Problem requirements: Which lines of the material below contain the string "light"? Return every such line in full, and treat uppercase and lowercase letters as different.

Data:
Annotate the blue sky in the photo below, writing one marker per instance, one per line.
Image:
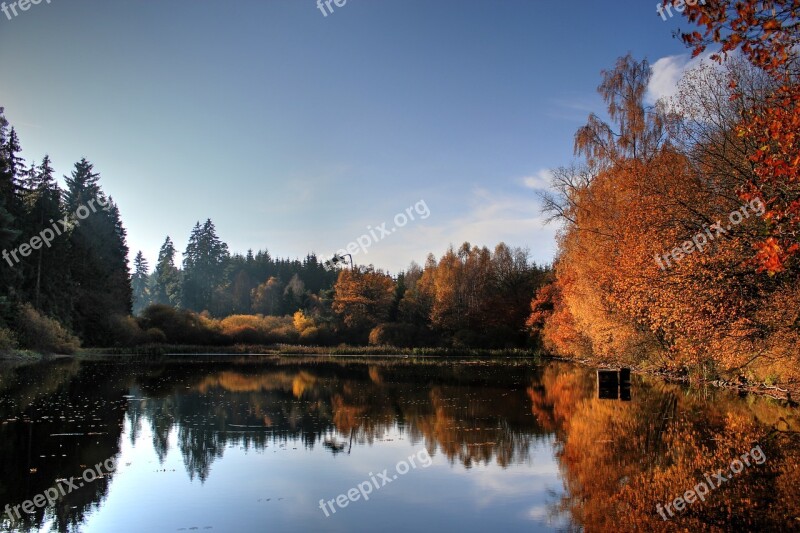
(294, 131)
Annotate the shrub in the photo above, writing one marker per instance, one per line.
(394, 334)
(125, 331)
(156, 336)
(258, 329)
(44, 334)
(183, 327)
(8, 341)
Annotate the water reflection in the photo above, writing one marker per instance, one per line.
(518, 446)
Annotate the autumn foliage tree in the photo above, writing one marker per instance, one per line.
(767, 33)
(654, 178)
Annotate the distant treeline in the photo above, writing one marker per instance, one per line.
(60, 291)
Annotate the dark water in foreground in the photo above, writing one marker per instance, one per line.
(254, 444)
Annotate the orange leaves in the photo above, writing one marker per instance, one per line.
(772, 257)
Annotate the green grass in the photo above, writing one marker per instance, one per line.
(287, 349)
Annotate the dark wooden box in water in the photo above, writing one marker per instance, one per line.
(614, 384)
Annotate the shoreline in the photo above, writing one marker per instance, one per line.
(787, 392)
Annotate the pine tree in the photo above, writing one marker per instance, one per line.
(141, 291)
(203, 267)
(101, 284)
(46, 278)
(166, 279)
(10, 274)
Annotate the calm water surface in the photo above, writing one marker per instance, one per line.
(253, 444)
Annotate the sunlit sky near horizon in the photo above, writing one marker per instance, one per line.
(294, 131)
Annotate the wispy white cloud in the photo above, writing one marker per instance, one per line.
(667, 73)
(538, 181)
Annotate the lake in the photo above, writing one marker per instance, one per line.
(226, 443)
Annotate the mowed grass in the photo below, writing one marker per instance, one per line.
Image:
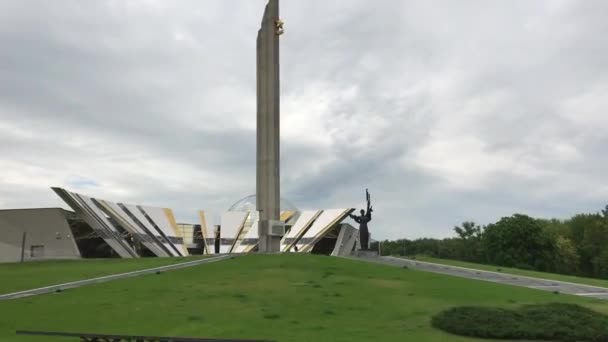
(33, 274)
(292, 297)
(515, 271)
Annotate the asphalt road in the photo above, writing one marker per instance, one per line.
(496, 277)
(79, 283)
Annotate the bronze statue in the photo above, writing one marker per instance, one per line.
(363, 220)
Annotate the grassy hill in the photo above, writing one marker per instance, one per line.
(289, 297)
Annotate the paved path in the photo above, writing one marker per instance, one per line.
(79, 283)
(496, 277)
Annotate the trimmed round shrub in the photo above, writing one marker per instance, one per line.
(549, 322)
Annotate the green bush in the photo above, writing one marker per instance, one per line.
(555, 322)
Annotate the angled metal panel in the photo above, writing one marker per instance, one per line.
(153, 231)
(300, 227)
(94, 217)
(175, 230)
(328, 219)
(118, 214)
(158, 218)
(250, 241)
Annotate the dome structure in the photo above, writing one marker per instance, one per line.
(248, 204)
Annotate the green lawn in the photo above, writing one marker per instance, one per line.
(292, 297)
(515, 271)
(17, 277)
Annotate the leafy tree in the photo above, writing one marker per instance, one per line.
(514, 241)
(566, 256)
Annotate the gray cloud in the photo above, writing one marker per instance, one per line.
(446, 111)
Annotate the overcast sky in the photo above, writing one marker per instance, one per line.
(446, 110)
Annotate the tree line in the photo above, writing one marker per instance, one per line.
(575, 246)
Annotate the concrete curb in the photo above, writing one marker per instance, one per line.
(542, 284)
(79, 283)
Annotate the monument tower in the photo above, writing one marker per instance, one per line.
(270, 229)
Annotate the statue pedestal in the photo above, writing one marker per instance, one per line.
(366, 254)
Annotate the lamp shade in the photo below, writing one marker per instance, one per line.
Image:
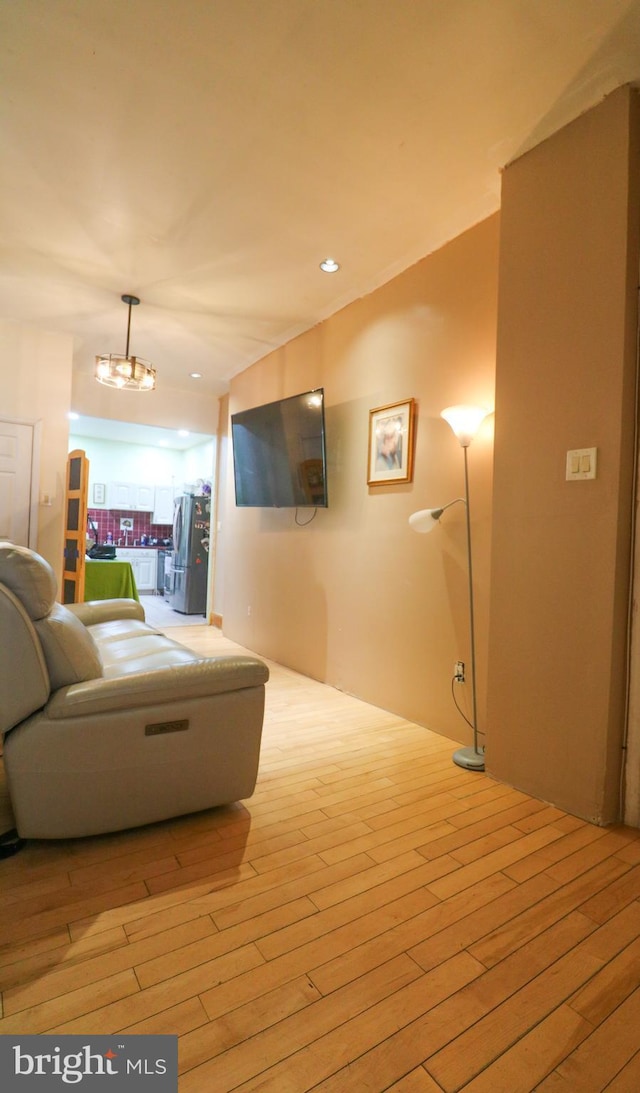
(464, 421)
(425, 520)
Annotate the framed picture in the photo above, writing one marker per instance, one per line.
(391, 430)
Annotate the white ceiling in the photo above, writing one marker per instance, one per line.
(123, 432)
(206, 154)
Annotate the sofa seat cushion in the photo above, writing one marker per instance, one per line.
(70, 650)
(117, 630)
(142, 653)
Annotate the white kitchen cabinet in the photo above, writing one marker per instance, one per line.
(144, 565)
(163, 512)
(129, 496)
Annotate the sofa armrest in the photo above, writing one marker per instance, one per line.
(196, 680)
(96, 611)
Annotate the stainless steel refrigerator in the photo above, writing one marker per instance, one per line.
(190, 557)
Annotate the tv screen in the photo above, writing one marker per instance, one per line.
(280, 458)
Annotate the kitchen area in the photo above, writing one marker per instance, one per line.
(157, 518)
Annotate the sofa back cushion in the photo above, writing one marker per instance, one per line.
(24, 681)
(70, 651)
(30, 577)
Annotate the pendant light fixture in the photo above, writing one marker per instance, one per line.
(125, 373)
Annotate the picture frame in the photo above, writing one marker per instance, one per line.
(391, 443)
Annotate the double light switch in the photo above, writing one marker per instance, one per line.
(581, 463)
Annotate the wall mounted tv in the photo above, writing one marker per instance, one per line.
(280, 454)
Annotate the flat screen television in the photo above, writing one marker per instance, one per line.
(280, 454)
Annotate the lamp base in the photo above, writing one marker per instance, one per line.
(470, 759)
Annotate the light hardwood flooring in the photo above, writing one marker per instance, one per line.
(372, 918)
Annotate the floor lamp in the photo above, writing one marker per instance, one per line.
(464, 421)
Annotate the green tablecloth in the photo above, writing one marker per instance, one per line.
(105, 580)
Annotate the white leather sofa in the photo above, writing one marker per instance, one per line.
(108, 724)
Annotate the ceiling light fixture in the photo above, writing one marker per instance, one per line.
(123, 372)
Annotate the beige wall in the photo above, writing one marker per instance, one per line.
(356, 598)
(35, 371)
(566, 367)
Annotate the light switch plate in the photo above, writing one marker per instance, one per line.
(581, 465)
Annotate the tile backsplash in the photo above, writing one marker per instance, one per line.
(108, 520)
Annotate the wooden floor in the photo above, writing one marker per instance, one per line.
(374, 918)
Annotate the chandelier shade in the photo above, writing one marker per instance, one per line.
(125, 372)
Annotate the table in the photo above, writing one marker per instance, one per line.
(105, 580)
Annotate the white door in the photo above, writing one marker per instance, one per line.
(15, 481)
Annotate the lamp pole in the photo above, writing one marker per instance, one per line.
(472, 759)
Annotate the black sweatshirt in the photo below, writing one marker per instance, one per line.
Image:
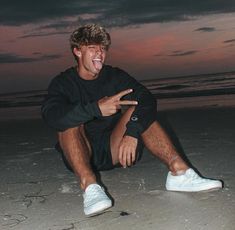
(72, 100)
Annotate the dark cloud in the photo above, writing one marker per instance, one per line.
(230, 41)
(8, 58)
(110, 13)
(179, 53)
(206, 29)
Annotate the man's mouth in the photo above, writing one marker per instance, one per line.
(97, 63)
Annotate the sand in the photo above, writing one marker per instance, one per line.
(38, 193)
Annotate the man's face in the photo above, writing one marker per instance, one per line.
(90, 60)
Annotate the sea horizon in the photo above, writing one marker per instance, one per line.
(195, 91)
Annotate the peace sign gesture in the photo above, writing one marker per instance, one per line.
(110, 105)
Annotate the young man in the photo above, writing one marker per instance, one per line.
(84, 105)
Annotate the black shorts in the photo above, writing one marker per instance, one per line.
(101, 152)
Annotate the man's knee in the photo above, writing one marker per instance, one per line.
(71, 132)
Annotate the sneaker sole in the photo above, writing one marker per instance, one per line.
(97, 208)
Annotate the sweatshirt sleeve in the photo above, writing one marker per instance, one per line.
(146, 110)
(60, 113)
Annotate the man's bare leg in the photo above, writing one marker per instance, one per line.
(160, 145)
(154, 138)
(77, 151)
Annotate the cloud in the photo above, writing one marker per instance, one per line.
(206, 29)
(179, 53)
(110, 13)
(230, 41)
(8, 58)
(43, 34)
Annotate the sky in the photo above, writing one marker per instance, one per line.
(150, 39)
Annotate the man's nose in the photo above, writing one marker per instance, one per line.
(99, 49)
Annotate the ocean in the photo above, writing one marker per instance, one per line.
(208, 90)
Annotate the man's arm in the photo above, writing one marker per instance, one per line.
(61, 114)
(146, 110)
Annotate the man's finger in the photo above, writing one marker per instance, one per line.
(127, 102)
(122, 93)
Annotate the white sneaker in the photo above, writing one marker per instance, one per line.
(95, 200)
(190, 181)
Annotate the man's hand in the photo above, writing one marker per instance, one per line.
(127, 151)
(110, 105)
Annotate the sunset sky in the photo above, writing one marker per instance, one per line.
(150, 39)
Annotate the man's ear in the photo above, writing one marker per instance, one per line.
(77, 52)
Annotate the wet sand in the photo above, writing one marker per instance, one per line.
(37, 192)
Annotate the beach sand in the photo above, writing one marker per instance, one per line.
(37, 191)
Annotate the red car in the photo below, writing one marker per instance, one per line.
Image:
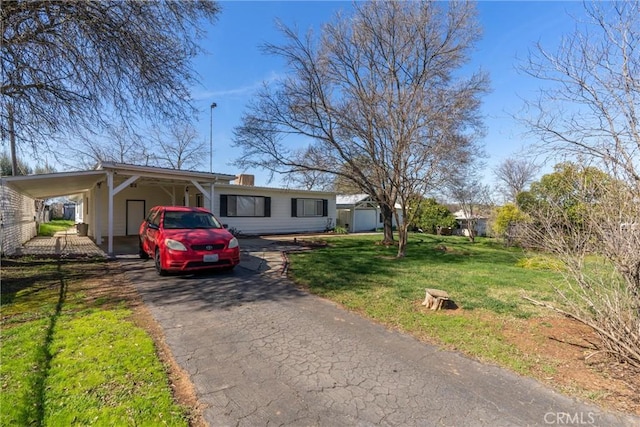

Solution below:
Annotate the pendant light fixture in the photo above, writing one marker per instance, one per line.
Annotate the double light switch in the photo above, writing one marker per instance, one per line.
Annotate the light hardwood flooring in the photo above, writing one marker per instance, one per line.
Annotate the ceiling light fixture in the photo above, writing one marker per instance, one per line.
Annotate the light switch plate in the photo above, writing one marker per instance, one per line.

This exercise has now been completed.